§ Page extract:

================================

MOSCOW (AP) - A top Russian diplomat met Friday with U.S. Ambassador Alexander Vershbow to complain about Georgia's briefly sending U.S.-trained Georgian troops into a separatist region.

The South Ossetia region of Georgia, which has been de-facto independent since an 18-month separatist war ended in 1992, has been increasingly uneasy since Georgia sent the troops into the region last month.

South Ossetia's president Eduard Kokoity said, meanwhile, that the region's security forces have been put on alert amid rumors that hundreds of ethnic Georgians who fled the region during the fighting would try to return Saturday, the Interfax news agency reported.

Since the end of the fighting, South Ossetia has been patrolled by a peacekeeping force of Russians, Ossetians and Georgians. Georgian officials said the dispatching of troops to the region last month was only to build up Georgia's contingent of peacekeepers.

However, the move alarmed South Ossetian officials already nervous over Georgian President Mikhail Saakashvili's vow to bring the region back under Georgian control.

Although Russia does not officially recognize South Ossetia's government, it has close ties with the region and in recent weeks has frequently sharply criticized Georgia's actions as provocative. Many officials also resented the U.S. program to train Georgian troops, which began in 2002.

First Deputy Foreign Minister Valery Loshchinin told Vershbow that Russia feels ``serious anxiety in connection with the fact that, despite earlier assurances, a unit trained under the American program of military cooperation with Georgia took part in the provocative actions of the Georgian government in South Ossetia,'' a ministry statement said.

``This is a negative influence on the situation in the conflict zone,'' the statement said.

================================

[Point annotation data]
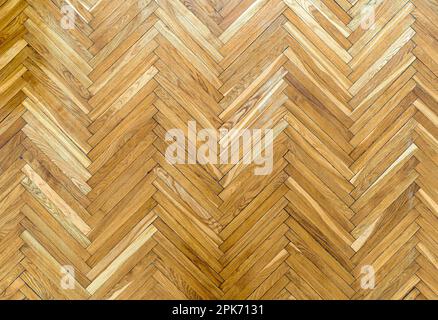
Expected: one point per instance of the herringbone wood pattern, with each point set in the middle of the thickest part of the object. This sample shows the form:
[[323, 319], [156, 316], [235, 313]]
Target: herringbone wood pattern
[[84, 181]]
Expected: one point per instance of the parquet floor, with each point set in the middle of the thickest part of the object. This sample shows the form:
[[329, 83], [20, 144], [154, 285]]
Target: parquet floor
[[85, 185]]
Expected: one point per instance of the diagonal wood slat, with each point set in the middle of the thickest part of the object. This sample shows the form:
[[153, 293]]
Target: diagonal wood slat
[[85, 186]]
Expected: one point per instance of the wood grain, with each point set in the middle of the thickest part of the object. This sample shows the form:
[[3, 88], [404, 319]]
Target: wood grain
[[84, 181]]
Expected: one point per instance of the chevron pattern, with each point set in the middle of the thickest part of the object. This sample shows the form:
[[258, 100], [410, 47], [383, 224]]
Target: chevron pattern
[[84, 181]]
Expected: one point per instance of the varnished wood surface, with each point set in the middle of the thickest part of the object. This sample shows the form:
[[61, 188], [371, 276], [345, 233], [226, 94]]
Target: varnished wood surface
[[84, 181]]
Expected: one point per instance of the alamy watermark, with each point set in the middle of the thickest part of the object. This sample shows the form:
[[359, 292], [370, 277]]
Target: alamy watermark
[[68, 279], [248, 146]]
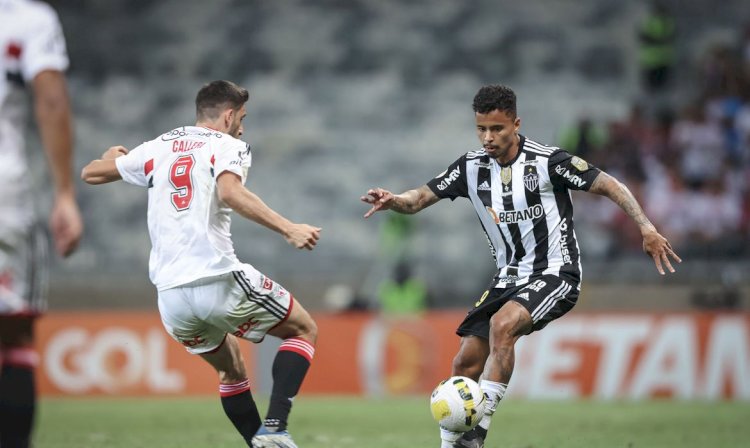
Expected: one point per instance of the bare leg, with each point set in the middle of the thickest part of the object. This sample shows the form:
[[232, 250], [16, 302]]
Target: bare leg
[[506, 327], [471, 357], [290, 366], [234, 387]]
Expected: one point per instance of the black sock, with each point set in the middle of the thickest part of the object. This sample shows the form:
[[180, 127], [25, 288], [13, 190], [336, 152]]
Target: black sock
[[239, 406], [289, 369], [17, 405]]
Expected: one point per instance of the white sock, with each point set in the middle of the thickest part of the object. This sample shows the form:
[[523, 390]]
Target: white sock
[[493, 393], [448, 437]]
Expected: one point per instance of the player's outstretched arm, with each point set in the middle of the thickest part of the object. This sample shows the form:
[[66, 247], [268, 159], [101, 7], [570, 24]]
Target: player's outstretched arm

================================

§ Work to complete: Based on the news report about South Ossetia, explain in one to three sentences why the region's security forces were put on alert. This data was taken from a different source than the text.

§ Response to the task: South Ossetia's president Eduard Kokoity said the security forces were put on alert amid rumors that hundreds of ethnic Georgians who fled the region during the fighting would try to return on Saturday.